*** DATA RECORDS ***

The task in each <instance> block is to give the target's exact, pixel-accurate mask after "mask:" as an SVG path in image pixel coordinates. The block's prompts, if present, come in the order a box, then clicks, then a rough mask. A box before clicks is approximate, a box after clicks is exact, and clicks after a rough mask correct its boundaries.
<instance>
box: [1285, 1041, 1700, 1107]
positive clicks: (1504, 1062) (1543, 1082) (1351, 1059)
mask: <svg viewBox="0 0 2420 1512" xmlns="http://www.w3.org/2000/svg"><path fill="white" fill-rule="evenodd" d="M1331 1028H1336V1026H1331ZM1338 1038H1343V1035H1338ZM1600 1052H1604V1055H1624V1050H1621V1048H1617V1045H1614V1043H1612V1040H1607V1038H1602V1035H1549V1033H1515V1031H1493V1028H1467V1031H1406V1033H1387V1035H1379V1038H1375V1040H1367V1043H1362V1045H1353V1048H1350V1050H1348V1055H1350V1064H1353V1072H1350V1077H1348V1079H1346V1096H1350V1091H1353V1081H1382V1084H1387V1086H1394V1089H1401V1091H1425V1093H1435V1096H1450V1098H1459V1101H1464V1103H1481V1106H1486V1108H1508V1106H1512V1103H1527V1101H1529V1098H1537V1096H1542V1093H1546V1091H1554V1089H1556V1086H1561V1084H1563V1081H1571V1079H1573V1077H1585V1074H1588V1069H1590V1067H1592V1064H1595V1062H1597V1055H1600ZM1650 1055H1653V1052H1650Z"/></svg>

*** End of DATA RECORDS ***
*** DATA RECORDS ***

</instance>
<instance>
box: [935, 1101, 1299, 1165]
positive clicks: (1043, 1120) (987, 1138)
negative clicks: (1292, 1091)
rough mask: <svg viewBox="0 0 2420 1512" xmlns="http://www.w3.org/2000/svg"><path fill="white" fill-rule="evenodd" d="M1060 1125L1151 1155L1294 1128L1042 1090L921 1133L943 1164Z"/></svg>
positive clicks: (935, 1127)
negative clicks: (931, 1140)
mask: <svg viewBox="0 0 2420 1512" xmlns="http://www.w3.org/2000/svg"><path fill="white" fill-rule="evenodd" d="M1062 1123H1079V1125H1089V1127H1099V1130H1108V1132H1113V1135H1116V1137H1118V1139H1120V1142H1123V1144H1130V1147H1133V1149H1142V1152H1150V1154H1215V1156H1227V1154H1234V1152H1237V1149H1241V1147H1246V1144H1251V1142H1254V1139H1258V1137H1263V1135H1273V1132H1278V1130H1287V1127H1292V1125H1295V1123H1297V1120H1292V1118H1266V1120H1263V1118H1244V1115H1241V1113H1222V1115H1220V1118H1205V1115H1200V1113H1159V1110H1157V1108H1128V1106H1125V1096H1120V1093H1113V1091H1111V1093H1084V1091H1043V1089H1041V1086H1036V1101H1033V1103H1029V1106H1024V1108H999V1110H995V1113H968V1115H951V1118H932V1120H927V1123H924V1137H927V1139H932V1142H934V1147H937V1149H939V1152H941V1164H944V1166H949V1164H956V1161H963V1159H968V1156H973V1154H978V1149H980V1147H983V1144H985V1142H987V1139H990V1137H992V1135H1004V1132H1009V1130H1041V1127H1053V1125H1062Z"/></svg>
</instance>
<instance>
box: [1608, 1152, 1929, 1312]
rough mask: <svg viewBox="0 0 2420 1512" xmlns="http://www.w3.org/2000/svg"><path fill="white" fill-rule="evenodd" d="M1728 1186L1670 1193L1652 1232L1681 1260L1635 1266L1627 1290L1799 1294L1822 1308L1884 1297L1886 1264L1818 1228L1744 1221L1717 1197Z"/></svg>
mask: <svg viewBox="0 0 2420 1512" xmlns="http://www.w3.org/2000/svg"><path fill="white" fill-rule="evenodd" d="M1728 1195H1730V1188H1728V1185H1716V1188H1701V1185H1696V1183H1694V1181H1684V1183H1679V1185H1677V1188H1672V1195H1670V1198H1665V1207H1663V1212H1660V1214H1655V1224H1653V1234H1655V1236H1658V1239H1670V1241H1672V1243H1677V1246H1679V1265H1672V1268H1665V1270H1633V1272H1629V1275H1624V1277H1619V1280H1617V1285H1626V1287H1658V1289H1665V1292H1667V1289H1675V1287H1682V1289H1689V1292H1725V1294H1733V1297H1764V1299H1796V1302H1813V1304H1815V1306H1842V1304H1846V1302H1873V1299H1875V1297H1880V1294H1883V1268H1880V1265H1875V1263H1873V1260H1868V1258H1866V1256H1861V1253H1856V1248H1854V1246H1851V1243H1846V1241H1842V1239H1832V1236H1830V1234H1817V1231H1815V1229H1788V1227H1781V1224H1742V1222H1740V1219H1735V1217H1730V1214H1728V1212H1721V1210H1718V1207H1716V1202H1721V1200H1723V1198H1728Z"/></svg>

*** End of DATA RECORDS ***
*** DATA RECORDS ***

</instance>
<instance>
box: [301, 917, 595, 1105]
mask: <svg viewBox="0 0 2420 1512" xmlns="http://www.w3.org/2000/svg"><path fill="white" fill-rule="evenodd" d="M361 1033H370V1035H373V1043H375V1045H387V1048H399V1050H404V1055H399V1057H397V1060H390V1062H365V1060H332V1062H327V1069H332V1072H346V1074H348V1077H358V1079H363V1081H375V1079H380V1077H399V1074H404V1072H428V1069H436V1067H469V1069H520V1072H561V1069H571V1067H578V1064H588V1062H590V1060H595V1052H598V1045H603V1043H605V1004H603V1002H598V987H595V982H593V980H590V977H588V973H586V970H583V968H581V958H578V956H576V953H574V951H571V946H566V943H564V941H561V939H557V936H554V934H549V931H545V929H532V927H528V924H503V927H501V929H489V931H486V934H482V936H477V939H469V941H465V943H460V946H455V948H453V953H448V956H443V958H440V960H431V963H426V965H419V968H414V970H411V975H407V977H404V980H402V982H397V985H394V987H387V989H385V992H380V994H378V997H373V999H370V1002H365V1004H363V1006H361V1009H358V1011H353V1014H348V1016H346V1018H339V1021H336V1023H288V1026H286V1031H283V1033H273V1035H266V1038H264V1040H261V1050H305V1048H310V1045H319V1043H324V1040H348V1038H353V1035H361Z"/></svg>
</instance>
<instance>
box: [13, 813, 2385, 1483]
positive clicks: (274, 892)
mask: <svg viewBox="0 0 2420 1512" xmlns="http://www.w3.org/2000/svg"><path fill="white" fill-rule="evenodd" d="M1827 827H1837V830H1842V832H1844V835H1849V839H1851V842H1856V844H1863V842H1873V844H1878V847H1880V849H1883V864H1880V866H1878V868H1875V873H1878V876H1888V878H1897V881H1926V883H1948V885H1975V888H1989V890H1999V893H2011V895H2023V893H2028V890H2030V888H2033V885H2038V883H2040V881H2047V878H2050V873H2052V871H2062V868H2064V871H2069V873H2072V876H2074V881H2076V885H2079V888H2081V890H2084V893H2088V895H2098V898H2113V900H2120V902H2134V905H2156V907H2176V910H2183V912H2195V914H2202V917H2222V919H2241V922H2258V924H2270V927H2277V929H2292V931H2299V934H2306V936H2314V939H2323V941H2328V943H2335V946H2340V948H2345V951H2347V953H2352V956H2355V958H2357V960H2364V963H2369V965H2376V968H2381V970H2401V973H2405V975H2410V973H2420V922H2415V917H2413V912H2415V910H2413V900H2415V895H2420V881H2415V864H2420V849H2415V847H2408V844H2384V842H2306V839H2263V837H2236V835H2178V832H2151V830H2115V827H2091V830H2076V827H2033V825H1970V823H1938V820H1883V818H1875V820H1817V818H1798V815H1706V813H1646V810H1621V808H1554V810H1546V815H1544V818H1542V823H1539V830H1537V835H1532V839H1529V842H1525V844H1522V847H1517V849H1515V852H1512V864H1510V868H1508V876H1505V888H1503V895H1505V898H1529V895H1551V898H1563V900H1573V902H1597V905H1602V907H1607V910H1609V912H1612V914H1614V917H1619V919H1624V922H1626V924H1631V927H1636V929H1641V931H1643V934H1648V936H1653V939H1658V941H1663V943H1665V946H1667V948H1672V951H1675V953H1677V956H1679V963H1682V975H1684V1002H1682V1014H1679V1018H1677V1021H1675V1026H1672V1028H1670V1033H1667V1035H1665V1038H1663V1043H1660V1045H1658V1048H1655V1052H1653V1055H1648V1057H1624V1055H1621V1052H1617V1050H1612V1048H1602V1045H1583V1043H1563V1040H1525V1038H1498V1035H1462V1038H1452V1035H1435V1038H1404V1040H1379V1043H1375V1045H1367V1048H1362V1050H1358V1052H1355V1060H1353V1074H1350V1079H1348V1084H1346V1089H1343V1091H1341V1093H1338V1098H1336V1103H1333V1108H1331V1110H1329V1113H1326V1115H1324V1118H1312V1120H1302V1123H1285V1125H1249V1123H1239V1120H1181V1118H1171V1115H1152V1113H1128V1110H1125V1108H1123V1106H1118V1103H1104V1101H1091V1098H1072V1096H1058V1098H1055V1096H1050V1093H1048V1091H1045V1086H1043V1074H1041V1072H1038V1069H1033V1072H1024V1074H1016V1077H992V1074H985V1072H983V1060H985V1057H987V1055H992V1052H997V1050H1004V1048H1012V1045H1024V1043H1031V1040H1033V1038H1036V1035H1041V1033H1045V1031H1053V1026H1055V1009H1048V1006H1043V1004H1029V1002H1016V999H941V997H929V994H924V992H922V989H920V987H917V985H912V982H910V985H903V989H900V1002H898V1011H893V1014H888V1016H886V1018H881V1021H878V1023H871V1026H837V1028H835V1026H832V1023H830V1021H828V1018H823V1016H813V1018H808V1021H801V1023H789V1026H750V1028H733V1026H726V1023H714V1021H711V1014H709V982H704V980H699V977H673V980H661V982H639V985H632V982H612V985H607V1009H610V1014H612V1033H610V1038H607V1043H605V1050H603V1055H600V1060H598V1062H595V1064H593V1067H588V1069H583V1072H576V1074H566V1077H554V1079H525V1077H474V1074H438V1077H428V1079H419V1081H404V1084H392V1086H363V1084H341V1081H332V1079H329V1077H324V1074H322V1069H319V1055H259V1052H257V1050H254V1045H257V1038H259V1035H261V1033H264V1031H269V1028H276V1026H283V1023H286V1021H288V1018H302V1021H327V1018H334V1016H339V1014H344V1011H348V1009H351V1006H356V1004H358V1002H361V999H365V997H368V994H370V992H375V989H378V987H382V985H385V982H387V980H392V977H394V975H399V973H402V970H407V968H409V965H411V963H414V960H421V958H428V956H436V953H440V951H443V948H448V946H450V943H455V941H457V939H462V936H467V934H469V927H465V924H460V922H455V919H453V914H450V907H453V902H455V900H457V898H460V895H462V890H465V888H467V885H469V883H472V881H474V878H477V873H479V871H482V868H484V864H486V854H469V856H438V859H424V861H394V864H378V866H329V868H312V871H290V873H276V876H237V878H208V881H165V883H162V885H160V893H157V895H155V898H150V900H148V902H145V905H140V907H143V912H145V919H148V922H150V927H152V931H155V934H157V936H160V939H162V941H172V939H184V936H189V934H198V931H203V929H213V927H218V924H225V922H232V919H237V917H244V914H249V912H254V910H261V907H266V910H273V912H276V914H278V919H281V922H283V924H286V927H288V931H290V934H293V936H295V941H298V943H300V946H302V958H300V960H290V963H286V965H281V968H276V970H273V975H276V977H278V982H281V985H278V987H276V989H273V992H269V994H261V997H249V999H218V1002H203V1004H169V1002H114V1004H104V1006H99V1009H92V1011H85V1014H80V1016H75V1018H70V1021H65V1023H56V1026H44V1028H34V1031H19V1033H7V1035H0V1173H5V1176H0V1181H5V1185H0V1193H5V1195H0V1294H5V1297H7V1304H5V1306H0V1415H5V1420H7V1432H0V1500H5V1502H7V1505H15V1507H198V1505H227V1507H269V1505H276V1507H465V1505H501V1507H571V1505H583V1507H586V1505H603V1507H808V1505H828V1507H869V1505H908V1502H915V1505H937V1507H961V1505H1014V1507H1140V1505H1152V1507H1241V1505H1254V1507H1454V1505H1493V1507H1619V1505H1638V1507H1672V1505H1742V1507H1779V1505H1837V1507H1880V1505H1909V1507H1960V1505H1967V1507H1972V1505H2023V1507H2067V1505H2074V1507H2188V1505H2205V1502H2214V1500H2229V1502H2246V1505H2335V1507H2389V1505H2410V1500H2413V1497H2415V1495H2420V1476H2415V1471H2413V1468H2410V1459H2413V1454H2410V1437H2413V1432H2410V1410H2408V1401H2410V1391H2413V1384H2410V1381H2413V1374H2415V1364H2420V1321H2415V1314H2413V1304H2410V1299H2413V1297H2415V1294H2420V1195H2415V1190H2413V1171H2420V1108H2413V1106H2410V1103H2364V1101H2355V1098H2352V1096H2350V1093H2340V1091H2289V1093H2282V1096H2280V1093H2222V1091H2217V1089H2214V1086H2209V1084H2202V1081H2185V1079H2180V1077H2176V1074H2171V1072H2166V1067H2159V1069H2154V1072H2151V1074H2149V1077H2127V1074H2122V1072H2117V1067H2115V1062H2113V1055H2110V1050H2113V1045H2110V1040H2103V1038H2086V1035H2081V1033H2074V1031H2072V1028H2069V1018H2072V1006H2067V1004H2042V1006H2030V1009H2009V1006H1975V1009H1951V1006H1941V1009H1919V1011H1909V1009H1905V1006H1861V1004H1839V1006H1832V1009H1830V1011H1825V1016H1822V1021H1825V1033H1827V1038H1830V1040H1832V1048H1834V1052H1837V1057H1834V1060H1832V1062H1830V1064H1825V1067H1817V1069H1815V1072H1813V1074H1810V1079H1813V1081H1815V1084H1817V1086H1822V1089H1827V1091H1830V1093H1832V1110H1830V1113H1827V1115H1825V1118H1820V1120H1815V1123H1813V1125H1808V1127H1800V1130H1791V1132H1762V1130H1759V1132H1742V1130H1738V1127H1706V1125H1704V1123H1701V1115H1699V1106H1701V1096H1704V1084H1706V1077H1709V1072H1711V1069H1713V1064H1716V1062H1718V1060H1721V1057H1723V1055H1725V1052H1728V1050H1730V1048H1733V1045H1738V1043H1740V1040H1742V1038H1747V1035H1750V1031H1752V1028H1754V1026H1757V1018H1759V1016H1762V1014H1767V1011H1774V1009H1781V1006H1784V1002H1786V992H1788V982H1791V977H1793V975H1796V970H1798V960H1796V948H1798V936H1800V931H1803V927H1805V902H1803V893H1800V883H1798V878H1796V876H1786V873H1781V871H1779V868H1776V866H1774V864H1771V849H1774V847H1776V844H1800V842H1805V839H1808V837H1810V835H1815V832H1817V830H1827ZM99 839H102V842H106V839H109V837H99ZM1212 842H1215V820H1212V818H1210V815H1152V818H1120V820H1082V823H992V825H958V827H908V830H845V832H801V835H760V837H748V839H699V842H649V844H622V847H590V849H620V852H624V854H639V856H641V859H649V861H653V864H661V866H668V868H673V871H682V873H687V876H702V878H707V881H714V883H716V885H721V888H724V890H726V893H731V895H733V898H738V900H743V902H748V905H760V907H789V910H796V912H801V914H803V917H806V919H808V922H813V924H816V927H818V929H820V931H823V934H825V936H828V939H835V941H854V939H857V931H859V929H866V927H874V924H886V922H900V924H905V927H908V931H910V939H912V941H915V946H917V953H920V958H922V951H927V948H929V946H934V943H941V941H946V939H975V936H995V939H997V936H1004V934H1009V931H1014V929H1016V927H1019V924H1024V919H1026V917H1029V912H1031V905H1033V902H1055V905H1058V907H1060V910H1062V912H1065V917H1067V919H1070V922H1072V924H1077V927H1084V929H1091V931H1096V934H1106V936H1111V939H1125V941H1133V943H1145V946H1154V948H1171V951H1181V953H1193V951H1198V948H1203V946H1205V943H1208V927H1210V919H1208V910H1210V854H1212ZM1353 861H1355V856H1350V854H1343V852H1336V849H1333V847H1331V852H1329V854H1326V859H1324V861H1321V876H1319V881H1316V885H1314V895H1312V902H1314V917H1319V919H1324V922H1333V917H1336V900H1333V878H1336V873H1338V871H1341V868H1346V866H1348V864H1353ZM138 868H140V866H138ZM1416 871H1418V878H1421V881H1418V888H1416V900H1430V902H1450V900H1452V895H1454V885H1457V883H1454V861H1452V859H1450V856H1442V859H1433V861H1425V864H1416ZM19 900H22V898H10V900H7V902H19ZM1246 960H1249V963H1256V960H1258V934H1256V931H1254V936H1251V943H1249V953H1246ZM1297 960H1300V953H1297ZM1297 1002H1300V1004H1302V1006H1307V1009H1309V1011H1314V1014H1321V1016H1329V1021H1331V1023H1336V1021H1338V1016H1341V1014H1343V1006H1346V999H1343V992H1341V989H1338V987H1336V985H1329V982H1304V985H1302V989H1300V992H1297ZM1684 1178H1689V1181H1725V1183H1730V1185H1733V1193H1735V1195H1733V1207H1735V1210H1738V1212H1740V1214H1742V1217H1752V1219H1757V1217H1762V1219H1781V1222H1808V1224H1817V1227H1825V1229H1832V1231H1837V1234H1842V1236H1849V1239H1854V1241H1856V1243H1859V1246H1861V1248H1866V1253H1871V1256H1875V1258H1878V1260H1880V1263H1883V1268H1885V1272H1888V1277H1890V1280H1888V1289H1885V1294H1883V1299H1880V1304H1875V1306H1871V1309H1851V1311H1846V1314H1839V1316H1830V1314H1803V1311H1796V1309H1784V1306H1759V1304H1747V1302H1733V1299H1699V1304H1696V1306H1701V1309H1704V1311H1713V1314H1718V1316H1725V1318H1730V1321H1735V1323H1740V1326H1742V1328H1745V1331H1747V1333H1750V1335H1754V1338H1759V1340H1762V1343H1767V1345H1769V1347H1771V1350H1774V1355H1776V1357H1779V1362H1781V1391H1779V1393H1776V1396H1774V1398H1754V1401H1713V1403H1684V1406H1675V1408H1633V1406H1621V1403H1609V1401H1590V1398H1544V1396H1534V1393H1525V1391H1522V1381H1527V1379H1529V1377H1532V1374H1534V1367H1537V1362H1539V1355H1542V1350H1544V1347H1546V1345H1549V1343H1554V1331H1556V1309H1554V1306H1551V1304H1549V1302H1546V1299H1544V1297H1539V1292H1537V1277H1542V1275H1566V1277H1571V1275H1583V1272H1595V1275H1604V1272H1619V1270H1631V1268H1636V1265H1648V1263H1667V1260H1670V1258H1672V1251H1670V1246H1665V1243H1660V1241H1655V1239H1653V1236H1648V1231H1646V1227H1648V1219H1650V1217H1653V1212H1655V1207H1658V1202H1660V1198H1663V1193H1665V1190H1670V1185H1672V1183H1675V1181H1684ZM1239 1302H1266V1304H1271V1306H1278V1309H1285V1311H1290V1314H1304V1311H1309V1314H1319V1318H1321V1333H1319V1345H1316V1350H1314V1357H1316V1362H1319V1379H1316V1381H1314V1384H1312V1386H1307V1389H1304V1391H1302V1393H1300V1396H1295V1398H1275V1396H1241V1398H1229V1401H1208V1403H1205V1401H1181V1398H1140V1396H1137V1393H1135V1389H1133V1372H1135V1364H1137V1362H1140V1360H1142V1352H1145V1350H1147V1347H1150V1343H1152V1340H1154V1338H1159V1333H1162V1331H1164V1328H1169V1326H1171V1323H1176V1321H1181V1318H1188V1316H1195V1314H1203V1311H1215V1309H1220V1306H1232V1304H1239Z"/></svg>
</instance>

*** End of DATA RECORDS ***

→ WORK TASK: In the entries above, the lines between the one holding "The task in" and the one holding "box: [1285, 1041, 1700, 1107]", inclusive, are to be printed exactly as written, and those alone.

→ TASK ANSWER:
The task in each <instance> block is to give the target's exact, pixel-accurate mask after "mask:" as an SVG path in image pixel coordinates. The block's prompts, if present, come in the order a box, then clicks, then a rough mask. A box before clicks is approximate, a box after clicks is exact, and clicks after a rough mask correct its boundaries.
<instance>
box: [1285, 1041, 1700, 1107]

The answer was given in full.